--- Selected extract ---

When it comes to teaching children responsibility parents are confused in many ways. They think their duty is to explain to children why particular actions are wrong, which assumingly develops children's intelligence. They also try to be friendly so that children won't fear punishment for their misbehavior. Instead of harsh punishment parents would use a punishment of a soft sort. For example, if a boy took a toy from his sister and she started crying, his parents will explain why his behavior was bad and hurt his sister; therefore he must have a time out. Will the boy become responsible and not hurt his sister again because of the explanation and the time out?

Intelligence to discern between right and wrong doesn't come to a child from explanations. The child must have a willingness to act in the right way and to avoid temptations. This willingness doesn't come because of words; it comes because of feelings. In the example above if the boy could feel his sister's pain, he would not be able to hurt her next time. The ability to feel for another person, or imagine another person's pain, is the quality of a developed heart. Do parents think about developing children's feelings when they think of teaching responsibility?

Commentary to Parenting For Everyone, Book 1 Part1 chapter 9

Thursday, April 1, 2010

Parents' Project - From Ideal Child to Ideal Man (Part2)

Parents underestimate the importance of the fact that there are two images in their minds when they bring up children: an image of a child, an ideal child, and an image of a grown up, an ideal man, whom their child would hopefully become. Most disappointments in parenting come from a mismatch between reality and the ideal. When children are small parents think for them and tell them what to do. Parents expect children to be dependent. When children become adults and live in society, parents expect them to think for themselves and not wait until other people tell them what to do. In other words, parents expect them to be independent.

Here they are - our children. Still boys and girls, striving to be independent. They are loud, when we want quiet, and quiet when we want them to be assertive; they are unskilled, clumsy, messy, in one word - imperfect. Do we need to mold them to be perfect children to fit our ideal images? What if, in our way, we accidentally push down their spirits and hold back their striving for independence? Or, do we rather hold back our teaching passion and let them make their mistakes, which hopefully they out grow by the time they are adults?

The solution is inevitable. Our image of the ideal child stops being ideal, in terms of being "perfect." We see our real child and he is far from perfect. But we say, "Perfect! This is how a child is supposed to be." Now what? Now it is time to ponder on the image of an ideal man. How does independence develop in a man? Do we need to give a child freedom? What is this freedom about? Is it freedom to do anything, say anything, scream anything? "There must be boundaries, limits," ague many parenting experts. But why do some children feel free even in a corner of a room, and some children go wild in a huge house and still feel dependent? Maybe it is time to make clear what we know about boundaries, independence, responsibility, and freedom. The result of a parenting project completely depends on the clarity of these concepts.

As any project starts in the mind of its planner, upbringing of children starts in the mind of parents. The clearer understanding, the greater the result will be on the road from ideal child to ideal man.

Wednesday, March 31, 2010

Parents' Project - From Ideal Child to Ideal Man (Part1)

Nowadays everyone seems to be aware of the power of thought. Many progressive parents know that an action starts in the mind first. When pondering on parents' project to raise a child parents have thoughts and ideas on how they will do it. Most people get their first ideas on parenting from their own parents. They have images of who the child is supposed to be as a child and who the child is supposed to become as an adult. Those ideal images of a child and an adult are ideal because they live in the mind of the parent. When it comes to reality, in most cases, the real child, or real adult, which the child is supposed to become, are far from "ideal."

--- Record set ---

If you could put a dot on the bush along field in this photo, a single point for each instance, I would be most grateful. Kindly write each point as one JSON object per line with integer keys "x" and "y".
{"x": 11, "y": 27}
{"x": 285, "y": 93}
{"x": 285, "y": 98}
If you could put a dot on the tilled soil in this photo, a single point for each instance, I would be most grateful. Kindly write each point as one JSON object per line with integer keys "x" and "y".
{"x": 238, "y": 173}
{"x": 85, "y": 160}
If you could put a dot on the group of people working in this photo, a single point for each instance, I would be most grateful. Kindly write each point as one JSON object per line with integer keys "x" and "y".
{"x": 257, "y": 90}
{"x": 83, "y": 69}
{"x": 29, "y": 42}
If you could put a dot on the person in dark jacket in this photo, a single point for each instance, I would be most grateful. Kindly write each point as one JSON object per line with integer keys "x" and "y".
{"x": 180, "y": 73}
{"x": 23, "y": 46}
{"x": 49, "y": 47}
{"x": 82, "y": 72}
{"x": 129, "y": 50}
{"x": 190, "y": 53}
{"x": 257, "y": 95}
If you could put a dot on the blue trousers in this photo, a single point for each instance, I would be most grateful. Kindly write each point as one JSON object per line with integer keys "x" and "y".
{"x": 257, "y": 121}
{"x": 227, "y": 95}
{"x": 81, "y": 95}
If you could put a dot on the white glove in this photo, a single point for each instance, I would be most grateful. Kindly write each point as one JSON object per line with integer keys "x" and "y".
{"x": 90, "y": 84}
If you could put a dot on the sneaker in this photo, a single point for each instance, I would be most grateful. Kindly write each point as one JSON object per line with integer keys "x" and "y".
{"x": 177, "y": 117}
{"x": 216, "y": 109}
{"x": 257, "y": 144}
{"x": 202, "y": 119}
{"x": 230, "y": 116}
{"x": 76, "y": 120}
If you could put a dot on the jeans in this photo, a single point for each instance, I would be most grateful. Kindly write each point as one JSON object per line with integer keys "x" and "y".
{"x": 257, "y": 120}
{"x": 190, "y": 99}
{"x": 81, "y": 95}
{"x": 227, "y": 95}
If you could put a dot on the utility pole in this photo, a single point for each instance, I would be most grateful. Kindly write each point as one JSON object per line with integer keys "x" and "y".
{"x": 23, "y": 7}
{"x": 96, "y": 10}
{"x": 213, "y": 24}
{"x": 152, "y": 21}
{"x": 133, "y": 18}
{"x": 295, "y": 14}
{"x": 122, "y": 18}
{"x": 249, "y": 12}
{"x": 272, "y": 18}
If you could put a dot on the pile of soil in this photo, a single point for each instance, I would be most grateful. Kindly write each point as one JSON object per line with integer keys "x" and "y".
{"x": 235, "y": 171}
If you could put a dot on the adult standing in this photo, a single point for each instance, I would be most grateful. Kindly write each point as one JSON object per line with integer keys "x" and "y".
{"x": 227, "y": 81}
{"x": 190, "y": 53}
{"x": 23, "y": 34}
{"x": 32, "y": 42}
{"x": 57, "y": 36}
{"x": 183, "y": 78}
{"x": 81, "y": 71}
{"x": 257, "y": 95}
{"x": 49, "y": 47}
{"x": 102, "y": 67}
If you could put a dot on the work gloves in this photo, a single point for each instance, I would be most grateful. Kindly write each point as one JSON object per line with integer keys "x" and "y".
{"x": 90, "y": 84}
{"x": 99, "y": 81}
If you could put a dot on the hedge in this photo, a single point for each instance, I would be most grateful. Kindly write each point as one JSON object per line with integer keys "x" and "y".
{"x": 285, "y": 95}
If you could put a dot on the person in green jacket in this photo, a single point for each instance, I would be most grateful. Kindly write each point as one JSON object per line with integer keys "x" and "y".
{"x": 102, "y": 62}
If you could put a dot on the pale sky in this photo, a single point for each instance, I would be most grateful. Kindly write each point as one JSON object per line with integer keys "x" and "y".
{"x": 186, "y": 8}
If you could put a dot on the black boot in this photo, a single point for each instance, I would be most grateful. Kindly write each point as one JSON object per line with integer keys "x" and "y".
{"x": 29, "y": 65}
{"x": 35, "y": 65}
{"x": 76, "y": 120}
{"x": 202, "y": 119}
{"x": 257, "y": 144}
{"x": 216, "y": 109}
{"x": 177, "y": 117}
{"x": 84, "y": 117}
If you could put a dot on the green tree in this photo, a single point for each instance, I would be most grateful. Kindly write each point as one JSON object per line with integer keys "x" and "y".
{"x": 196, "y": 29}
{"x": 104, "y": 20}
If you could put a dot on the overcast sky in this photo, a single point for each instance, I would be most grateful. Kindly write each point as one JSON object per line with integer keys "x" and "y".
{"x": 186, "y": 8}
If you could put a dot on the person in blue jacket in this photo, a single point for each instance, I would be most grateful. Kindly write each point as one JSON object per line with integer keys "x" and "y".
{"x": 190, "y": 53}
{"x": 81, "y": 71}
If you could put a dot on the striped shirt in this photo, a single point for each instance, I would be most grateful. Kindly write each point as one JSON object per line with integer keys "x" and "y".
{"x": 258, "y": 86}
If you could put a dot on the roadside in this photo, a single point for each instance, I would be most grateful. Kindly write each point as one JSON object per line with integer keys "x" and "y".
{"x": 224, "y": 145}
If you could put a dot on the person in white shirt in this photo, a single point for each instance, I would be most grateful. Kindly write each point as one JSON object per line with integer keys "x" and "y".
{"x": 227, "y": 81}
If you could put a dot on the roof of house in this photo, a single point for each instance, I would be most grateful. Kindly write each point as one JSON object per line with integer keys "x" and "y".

---

### [Instructions]
1. List the concepts that the parenting excerpt says it is time to make clear.
2. Reproduce word for word the part of the parenting excerpt starting at "As any project" and ending at "Ideal Man (Part1)".
3. Translate this sentence from the parenting excerpt into Spanish: "Most disappointments in parenting come from a mismatch between reality and the ideal."

### [Solved problems]
1. Boundaries, independence, responsibility, and freedom.

2.
As any project starts in the mind of its planner, upbringing of children starts in the mind of parents. The clearer understanding, the greater the result will be on the road from ideal child to ideal man.

Wednesday, March 31, 2010

Parents' Project - From Ideal Child to Ideal Man (Part1)

3. La mayoría de las decepciones en la crianza de los hijos provienen de un desajuste entre la realidad y el ideal.